Given problem
In the part of the data that opens with the line containing "Outline every instance of the girl's blonde" and runs through the end of the data, swap "blonde" for "red". Reproduce those lines with nothing else altered.

Data to process
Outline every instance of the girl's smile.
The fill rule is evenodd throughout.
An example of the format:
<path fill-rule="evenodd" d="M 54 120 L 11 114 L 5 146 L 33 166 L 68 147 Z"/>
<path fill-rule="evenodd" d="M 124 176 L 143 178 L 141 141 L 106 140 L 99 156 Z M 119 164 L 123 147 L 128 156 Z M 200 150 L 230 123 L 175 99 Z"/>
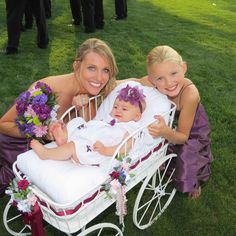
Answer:
<path fill-rule="evenodd" d="M 148 80 L 163 94 L 169 97 L 178 96 L 184 85 L 187 65 L 174 61 L 154 63 L 148 67 Z"/>

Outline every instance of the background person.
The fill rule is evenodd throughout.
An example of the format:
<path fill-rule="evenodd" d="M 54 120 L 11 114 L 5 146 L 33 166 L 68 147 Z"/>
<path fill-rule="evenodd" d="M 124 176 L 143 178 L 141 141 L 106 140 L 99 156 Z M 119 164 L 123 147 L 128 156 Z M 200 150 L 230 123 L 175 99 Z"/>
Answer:
<path fill-rule="evenodd" d="M 178 191 L 196 199 L 201 195 L 201 184 L 210 177 L 213 160 L 210 127 L 198 89 L 185 78 L 187 64 L 169 46 L 158 46 L 149 52 L 147 71 L 148 75 L 137 81 L 156 87 L 177 106 L 176 130 L 168 127 L 163 117 L 156 116 L 157 122 L 149 126 L 149 133 L 153 137 L 162 136 L 173 144 L 169 151 L 178 154 L 172 163 L 175 186 Z"/>
<path fill-rule="evenodd" d="M 47 48 L 49 39 L 43 0 L 6 0 L 8 35 L 6 47 L 7 55 L 18 53 L 22 19 L 27 4 L 30 5 L 30 9 L 32 9 L 33 15 L 35 16 L 37 25 L 37 45 L 42 49 Z"/>

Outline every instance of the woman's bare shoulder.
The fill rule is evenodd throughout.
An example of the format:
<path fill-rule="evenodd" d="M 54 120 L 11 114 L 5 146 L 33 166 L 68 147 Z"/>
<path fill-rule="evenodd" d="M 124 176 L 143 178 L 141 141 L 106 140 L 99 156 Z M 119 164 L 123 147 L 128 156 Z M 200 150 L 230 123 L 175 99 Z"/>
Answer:
<path fill-rule="evenodd" d="M 116 85 L 128 82 L 128 81 L 135 81 L 135 82 L 139 82 L 139 79 L 137 78 L 128 78 L 128 79 L 122 79 L 122 80 L 116 80 Z"/>

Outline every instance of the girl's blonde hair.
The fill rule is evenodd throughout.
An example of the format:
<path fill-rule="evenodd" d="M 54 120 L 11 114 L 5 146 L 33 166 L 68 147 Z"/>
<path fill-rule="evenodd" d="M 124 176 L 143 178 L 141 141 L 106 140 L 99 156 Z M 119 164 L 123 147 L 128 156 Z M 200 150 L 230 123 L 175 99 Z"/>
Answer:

Answer for this exercise
Outline every instance of the girl's red hair.
The fill rule is evenodd throughout.
An example of the format:
<path fill-rule="evenodd" d="M 54 120 L 11 114 L 5 146 L 33 166 L 68 147 Z"/>
<path fill-rule="evenodd" d="M 124 176 L 143 178 L 141 141 L 106 140 L 99 156 Z M 119 164 L 123 147 L 128 156 Z M 200 150 L 230 123 L 175 99 Z"/>
Answer:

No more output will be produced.